### Extract
++++

Genetic testing is the most definitive test.

If genetic testing is not available, a muscle biopsy with protein immunoanalysis can be used. Biopsy shows general dystrophic features, such as areas of muscle death, variability in muscle size, nuclei in the center of muscle fibers, and disorganized muscle fibers within muscle cells.

Serum creatine kinase, a nonspecific marker of muscle damage, can be elevated early in the disease.

Facioscapulohumeral muscular dystrophy (FSHD) can present similarly, although facial weakness and asymmetrical weakness is common in FSHD.

==Management==
As of 2019, no disease-modifying pharmaceuticals are known.

Both strength and aerobic exercise have shown to be beneficial, although strenuous and excessive exercise should be avoided.

Physical therapy can address contractures.

Orthopedic surgery address foot deformities, scoliosis, Achilles tendon contractures, and winged scapula. Winged scapula can be addressed with either scapulopexy or scapulothoracic fusion.

++++

### Complete the following
[1] Please rewrite the paragraph in the muscular dystrophy text that begins "If genetic testing is not available" as a short bulleted list, keeping its main facts.
[2] Translate this sentence from the muscular dystrophy text into Spanish: "Serum creatine kinase, a nonspecific marker of muscle damage, can be elevated early in the disease."
[3] Proceed with the muscular dystrophy text, writing on from its last sentence.

Stored items
++++

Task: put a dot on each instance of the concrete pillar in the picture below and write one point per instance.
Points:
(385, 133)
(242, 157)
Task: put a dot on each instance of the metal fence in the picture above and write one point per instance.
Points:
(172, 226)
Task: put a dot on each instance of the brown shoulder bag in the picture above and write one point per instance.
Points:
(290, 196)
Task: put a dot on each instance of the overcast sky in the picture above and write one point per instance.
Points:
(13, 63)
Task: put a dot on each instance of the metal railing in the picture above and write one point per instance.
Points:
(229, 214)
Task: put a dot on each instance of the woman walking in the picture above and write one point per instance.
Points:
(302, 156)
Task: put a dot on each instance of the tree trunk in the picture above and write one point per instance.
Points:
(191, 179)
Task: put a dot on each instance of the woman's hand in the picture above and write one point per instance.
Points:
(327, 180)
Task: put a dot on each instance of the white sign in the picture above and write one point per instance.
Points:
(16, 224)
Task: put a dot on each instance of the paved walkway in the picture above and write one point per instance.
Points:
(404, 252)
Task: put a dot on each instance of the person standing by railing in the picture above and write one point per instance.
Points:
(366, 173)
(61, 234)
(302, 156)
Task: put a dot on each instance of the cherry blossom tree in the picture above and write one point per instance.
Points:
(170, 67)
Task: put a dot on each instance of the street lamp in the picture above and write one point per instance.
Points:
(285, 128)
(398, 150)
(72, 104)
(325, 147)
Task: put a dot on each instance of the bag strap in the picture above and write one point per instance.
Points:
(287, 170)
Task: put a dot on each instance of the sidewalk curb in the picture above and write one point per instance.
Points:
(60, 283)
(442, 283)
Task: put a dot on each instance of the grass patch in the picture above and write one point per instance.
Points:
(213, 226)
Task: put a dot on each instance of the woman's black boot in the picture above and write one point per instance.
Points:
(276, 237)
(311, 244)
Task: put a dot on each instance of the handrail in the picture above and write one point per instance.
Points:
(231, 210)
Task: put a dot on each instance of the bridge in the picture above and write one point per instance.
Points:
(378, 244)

++++

### Answers to the problems
[1]
- Used when genetic testing is unavailable: muscle biopsy with protein immunoanalysis
- Biopsy shows general dystrophic features:
  - areas of muscle death
  - variability in muscle size
  - nuclei in the center of muscle fibers
  - disorganized muscle fibers within muscle cells

[2] La creatina quinasa sérica, un marcador inespecífico de daño muscular, puede estar elevada en las primeras etapas de la enfermedad.

[3]
Circumstances to avoid include extremes of body weight, bone fractures, and prolonged immobility.

==Epidemiology==
Prevalence ranges from 1 to 9 cases per 100,000 people. LGMDR1 represents 30% of all LGMD cases.

==History==
CAPN3 mutation was the first gene mutation linked to an LGMD.

==Research directions==
Research is being done to identify the proteins cleaved by calpain-3.

Gene therapy is being studied to replace the function of the calpain-3. Injection of plasmids containing CAPN3 into mouse models resulted in increased levels of calpain-3.